(Records from a dataset)

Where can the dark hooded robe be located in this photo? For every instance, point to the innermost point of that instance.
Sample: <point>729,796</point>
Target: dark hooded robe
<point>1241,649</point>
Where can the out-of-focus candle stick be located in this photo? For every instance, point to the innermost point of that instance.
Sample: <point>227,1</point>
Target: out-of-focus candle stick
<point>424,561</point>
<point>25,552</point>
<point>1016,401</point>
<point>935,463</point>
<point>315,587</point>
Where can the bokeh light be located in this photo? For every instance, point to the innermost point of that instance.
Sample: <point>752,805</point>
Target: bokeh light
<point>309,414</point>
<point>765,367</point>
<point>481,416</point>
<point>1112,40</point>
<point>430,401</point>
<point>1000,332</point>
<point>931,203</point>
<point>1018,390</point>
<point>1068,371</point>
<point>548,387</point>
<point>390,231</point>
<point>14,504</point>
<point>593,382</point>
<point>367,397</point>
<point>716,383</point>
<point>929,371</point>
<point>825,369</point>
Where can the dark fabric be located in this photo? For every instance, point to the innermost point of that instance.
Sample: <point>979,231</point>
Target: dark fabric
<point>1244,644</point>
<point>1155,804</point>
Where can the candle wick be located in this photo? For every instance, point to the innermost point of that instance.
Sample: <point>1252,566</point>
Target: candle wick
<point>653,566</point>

■ The task ■
Nothing from before the line containing "Sample: <point>729,796</point>" should appear; copy that line and each one after it through the last line of the entries, exactly.

■ Exercise response ■
Sample: <point>729,796</point>
Target: dark hooded robe
<point>1241,649</point>
Where can the out-of-focus candle stick be located in this photo? For every instance, point to the innermost point of that instance.
Sample: <point>227,1</point>
Target: out-of-focus candle stick
<point>424,561</point>
<point>25,552</point>
<point>1016,401</point>
<point>935,463</point>
<point>315,587</point>
Where can the bokeh light be located in this photo? For every instance, point to the innermost point of that instance.
Sample: <point>752,805</point>
Target: bokeh light
<point>309,414</point>
<point>765,367</point>
<point>481,416</point>
<point>1112,40</point>
<point>430,401</point>
<point>1000,332</point>
<point>931,203</point>
<point>1018,390</point>
<point>1068,371</point>
<point>548,387</point>
<point>390,231</point>
<point>14,504</point>
<point>593,382</point>
<point>367,397</point>
<point>716,383</point>
<point>929,371</point>
<point>825,369</point>
Where can the dark fabric be located in this photo? For every instance, point to the innermost point of that instance.
Sample: <point>979,231</point>
Target: dark fabric
<point>1244,644</point>
<point>1155,804</point>
Where can the candle wick be located in this photo? For every instance, point to the innermost point of that instance.
Sample: <point>1252,566</point>
Target: candle wick
<point>653,566</point>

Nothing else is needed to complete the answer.